* Document passage:
Walker, Charles
Autograph Letter Signed, Boston, June 14, 1820 to Rev. S. G. Dwight

quarto, 4 pages, paper tanned, some slits along folds, edges a bit chipped and somewhat ruffled, else in good legible condition.

      

$ 150.00 | Contact Us >

Walker apparently a missionary in the city of Boston describes his efforts to reform and temporize the members of his community:

            "In preparing a short statement of my labors during the six weeks I have spent in this town, I should be extremely happy, were I able to give an account of good effects among that class of community for which the mission was particularly designed. But this is out of my power. Whether this want of success among that class of people is owing to my own unfaithfulness or to their extreme hardness & depravity will be known at the judgment of the Great Day....

            It is a lamentable fact, that but very few of those who ought to attend the meetings holden by missionaries, have a disposition to do it, while those who are accustomed to attend public worship on the Sabbath are very willing to attend these meetings. Visiting from house to house is therefore almost the only possible means of benefiting those whose ignorance & degradation demands the exertions of Christian benevolence and even this is attended with many obstacles & discouragements.

               The intemperate use of spirituous liquors is, I am persuaded, not only the chief obstacle to the success of missionary labour, but is the principal original cause of the necessity of such labors - and the immense number of grog-shops the main spring which set this whole system of inequity and depravity in motion. When I see written over the door "Licensed to retail spirits" I have in my mind almost invariably this association - Licensed to send souls to hell!

* Stated exercise A: Can you rewrite the records starting at the line that contains "Could you point to the hiker" and ending at the end of the records, with "each instance" changed to "every occurrence" and nothing else altered?

* Excerpted data:
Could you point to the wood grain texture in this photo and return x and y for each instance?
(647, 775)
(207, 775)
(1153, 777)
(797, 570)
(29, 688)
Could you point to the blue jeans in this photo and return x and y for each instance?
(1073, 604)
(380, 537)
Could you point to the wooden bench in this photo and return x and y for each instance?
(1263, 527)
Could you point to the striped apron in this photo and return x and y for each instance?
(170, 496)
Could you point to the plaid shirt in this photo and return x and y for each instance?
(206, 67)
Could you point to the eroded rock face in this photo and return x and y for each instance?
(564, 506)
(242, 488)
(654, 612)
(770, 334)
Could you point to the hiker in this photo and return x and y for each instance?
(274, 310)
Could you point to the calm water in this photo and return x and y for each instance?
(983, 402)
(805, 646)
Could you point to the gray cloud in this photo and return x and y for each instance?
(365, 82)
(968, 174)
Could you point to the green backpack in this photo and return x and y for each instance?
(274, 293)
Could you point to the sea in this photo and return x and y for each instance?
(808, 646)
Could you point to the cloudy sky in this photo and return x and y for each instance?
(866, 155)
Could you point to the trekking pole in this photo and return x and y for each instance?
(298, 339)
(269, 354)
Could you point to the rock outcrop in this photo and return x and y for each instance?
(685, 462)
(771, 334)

* Stated exercise B: What physical flaws does the listing for the Walker letter note?

* Complete answer A:
Could you point to the hiker in this photo and return x and y for every occurrence?
(274, 310)
Could you point to the calm water in this photo and return x and y for every occurrence?
(983, 402)
(805, 646)
Could you point to the gray cloud in this photo and return x and y for every occurrence?
(365, 82)
(968, 174)
Could you point to the green backpack in this photo and return x and y for every occurrence?
(274, 293)
Could you point to the sea in this photo and return x and y for every occurrence?
(808, 646)
Could you point to the cloudy sky in this photo and return x and y for every occurrence?
(866, 155)
Could you point to the trekking pole in this photo and return x and y for every occurrence?
(298, 339)
(269, 354)
Could you point to the rock outcrop in this photo and return x and y for every occurrence?
(685, 462)
(771, 334)

* Complete answer B:
- Paper tanned
- Some slits along folds
- Edges a bit chipped
- Edges somewhat ruffled